> READING TEXT
Good News of the Kingdom

 Matthew 24: 14-31

Charles J. Tomlin, Easter Sunday, April 4th, 2021,

Flat Rock-Zion Baptist Partnership

Kingdom of God Series, 14 of 14

 

And this good news1 of the kingdom will be proclaimed throughout the world, as a testimony to all the nations; and then the end will come.

 15 "So when you see the desolating sacrilege standing in the holy place, as was spoken of by the prophet Daniel (let the reader understand),

 16 then those in Judea must flee to the mountains;

 17 the one on the housetop must not go down to take what is in the house;

 18 the one in the field must not turn back to get a coat.

 19 Woe to those who are pregnant and to those who are nursing infants in those days!

 20 Pray that your flight may not be in winter or on a sabbath.

 21 For at that time there will be great suffering, such as has not been from the beginning of the world until now, no, and never will be.

 22 And if those days had not been cut short, no one would be saved; but for the sake of the elect those days will be cut short.

 23 Then if anyone says to you, 'Look! Here is the Messiah!'1 or 'There he is!' -- do not believe it.

 24 For false messiahs1 and false prophets will appear and produce great signs and omens, to lead astray, if possible, even the elect.

 25 Take note, I have told you beforehand.

 26 So, if they say to you, 'Look! He is in the wilderness,' do not go out. If they say, 'Look! He is in the inner rooms,' do not believe it.

 27 For as the lightning comes from the east and flashes as far as the west, so will be the coming of the Son of Man.

 28 Wherever the corpse is, there the vultures will gather.

 29 "Immediately after the suffering of those days the sun will be darkened, and the moon will not give its light; the stars will fall from heaven, and the powers of heaven will be shaken.

 30 Then the sign of the Son of Man will appear in heaven, and then all the tribes of the earth will mourn, and they will see 'the Son of Man coming on the clouds of heaven' with power and great glory.

 31 And he will send out his angels with a loud trumpet call, and they will gather his elect from the four winds, from one end of heaven to the other. (Matt. 24:14-31 NRS)

 

Happy Easter.  The Lord is Risen!   And this is, as today’s scripture says, ‘the good news of the kingdom of God’.

Interestingly, and most importantly for us,  Jesus spoke about this ‘good news’ being ‘preached’ when everything was still very much, bad news for him, and is sometimes, also bad news for us.  For Jesus, he was still headed to the cross.   One of his own disciples was about to betray him. 

For us too, we still suffer in the world too.  We also live in a world that can be sinful and brother can turn against brother.  The world of trouble, Jesus speaks about in Matthew 24, is still very much the kind of world we live in today.

> DATASET EXTRACT
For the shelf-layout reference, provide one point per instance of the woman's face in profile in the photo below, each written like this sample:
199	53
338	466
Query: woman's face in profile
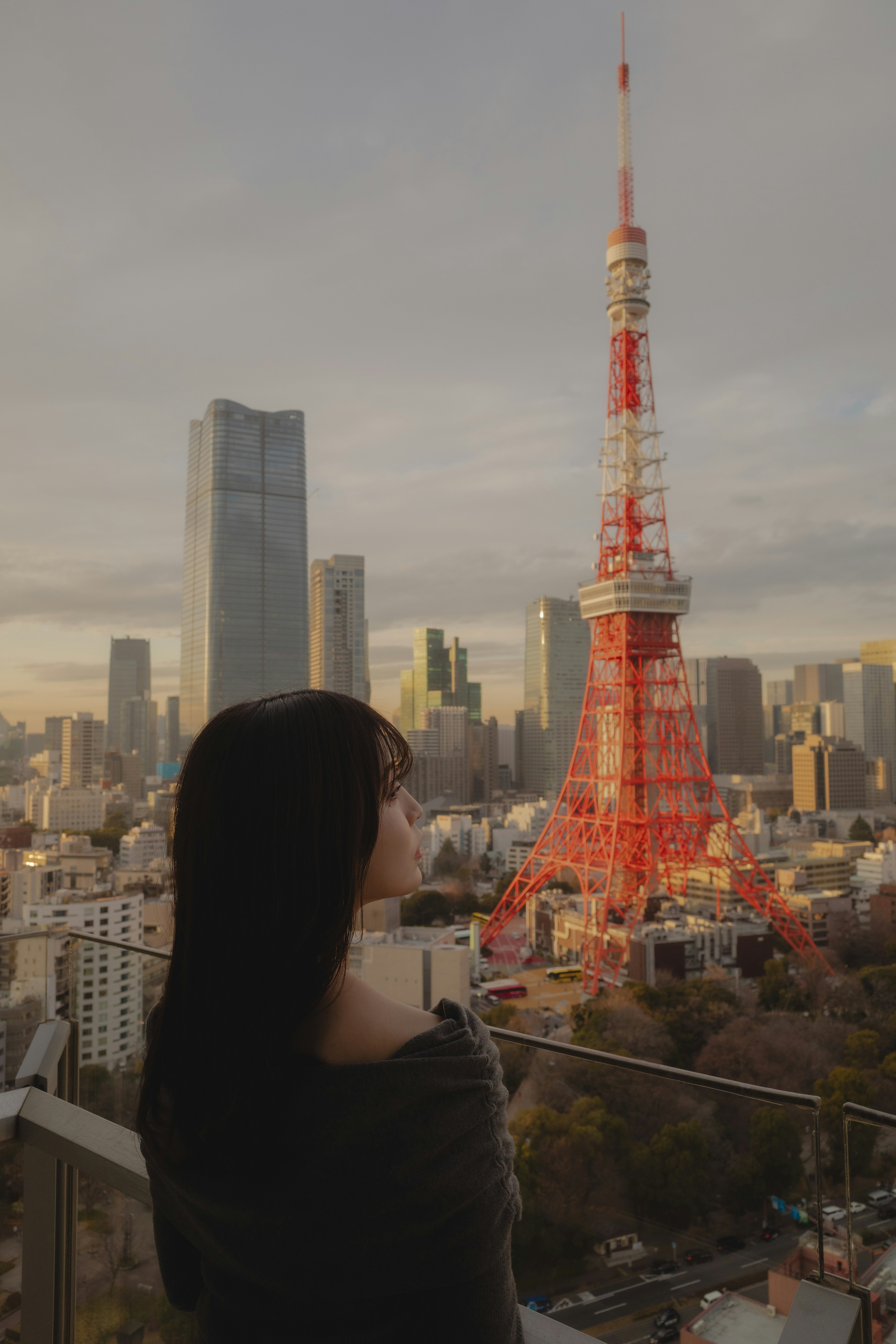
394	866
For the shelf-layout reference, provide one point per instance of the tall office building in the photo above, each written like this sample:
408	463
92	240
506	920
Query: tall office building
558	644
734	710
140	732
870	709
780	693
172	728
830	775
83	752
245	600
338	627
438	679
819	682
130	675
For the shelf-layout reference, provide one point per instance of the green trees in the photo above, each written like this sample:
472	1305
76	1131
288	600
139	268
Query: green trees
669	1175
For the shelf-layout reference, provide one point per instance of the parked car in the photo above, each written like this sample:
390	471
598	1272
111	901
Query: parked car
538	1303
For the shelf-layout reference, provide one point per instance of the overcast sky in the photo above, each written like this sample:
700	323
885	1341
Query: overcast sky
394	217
---
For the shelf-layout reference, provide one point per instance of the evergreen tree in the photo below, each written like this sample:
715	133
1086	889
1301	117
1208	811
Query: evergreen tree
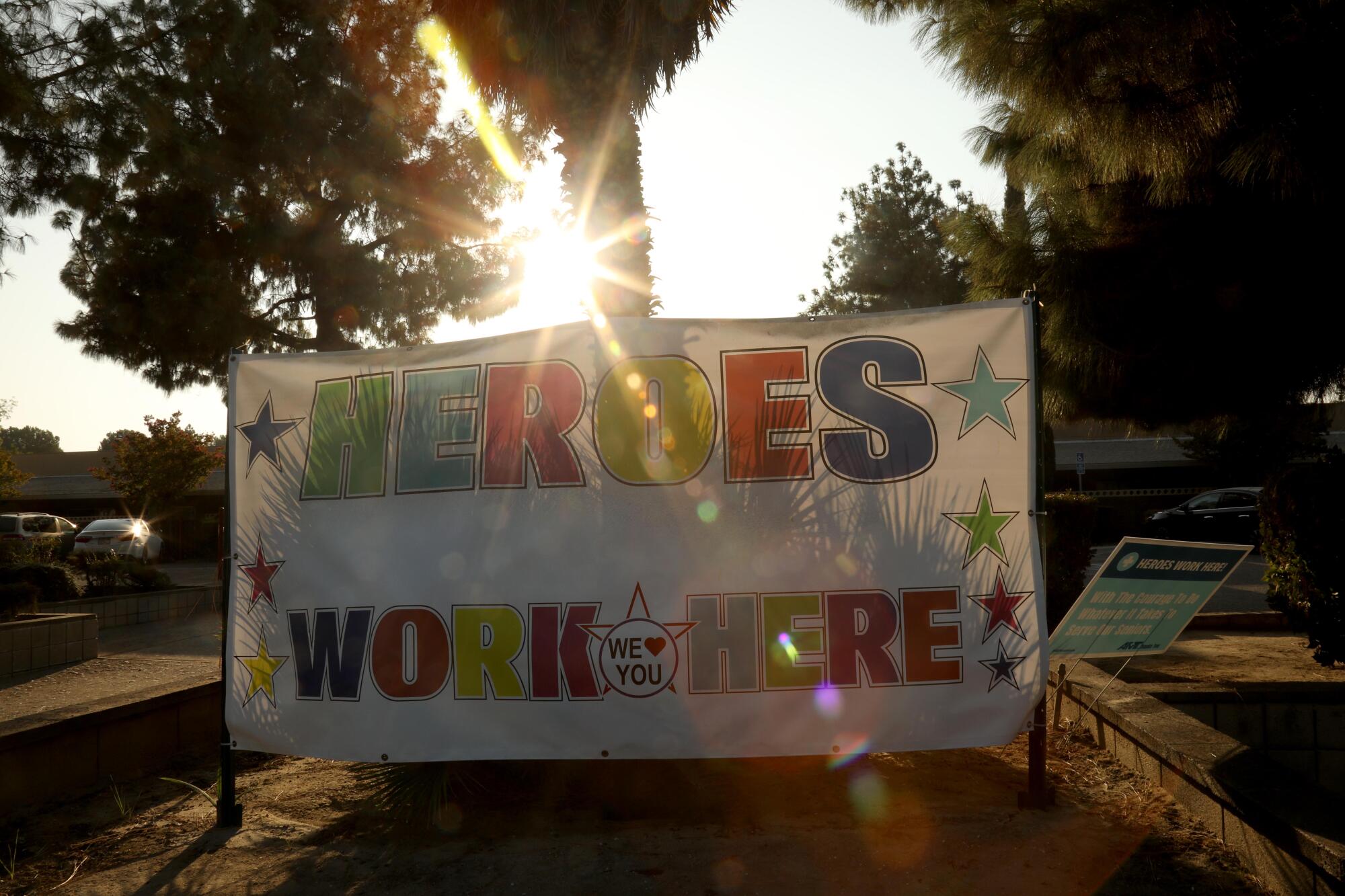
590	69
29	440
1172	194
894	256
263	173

> PROBLEMS TO WORK ON
(a) In the Easter sermon, write out the passage between "18 the one in" and "be cut short.", inclusive, changing "winter" to "summer".
(b) Answer these questions about the Easter sermon:
(i) On what date was the sermon given?
(ii) Which prophet does the scripture name as having spoken of the desolating sacrilege?
(iii) According to the sermon, where was Jesus still headed?
(c) Continue the Easter sermon past its last sentence.

> RESPONSES TO THE TASKS
(a)
18 the one in the field must not turn back to get a coat.

 19 Woe to those who are pregnant and to those who are nursing infants in those days!

 20 Pray that your flight may not be in summer or on a sabbath.

 21 For at that time there will be great suffering, such as has not been from the beginning of the world until now, no, and never will be.

 22 And if those days had not been cut short, no one would be saved; but for the sake of the elect those days will be cut short.

(b)
(i) April 4th, 2021
(ii) Daniel
(iii) To the cross

(c)
     And in this text, as we will see, there’s still some bad news that may still happen in this world, in spite of the fact, that God’s good news is still being preached.   As I shared last week, we still live between God’s ‘already’ kingdom, which was established in the suffering love of Jesus Christ and the glorious kingdom that is still coming and isn’t yet here.  But now, in this in between time, we still have some very, very good news to share and to preach.

This good news is not only about Christ and Him crucified for us, and this message isn’t just that we are crucified with Christ.   This whole ‘crucified’, cross-bearing life, that Jesus died for, and we live in,  only makes sense if Jesus crucifixion and death was vindicated by God the Father on Easter Sunday.  

Only if Jesus lives, can we hope to live also.  Only if Jesus lives, can we risk our lives for love and bear the cross and boast, as Paul did, in the cross of Jesus Christ.  All our faith is vain, empty, useless and hopeless, unless Jesus Christ has been raised from the dead.  And the good news is, Hallelujah, He is risen!  He is risen, indeed!

 

THIS GOOD NEWS...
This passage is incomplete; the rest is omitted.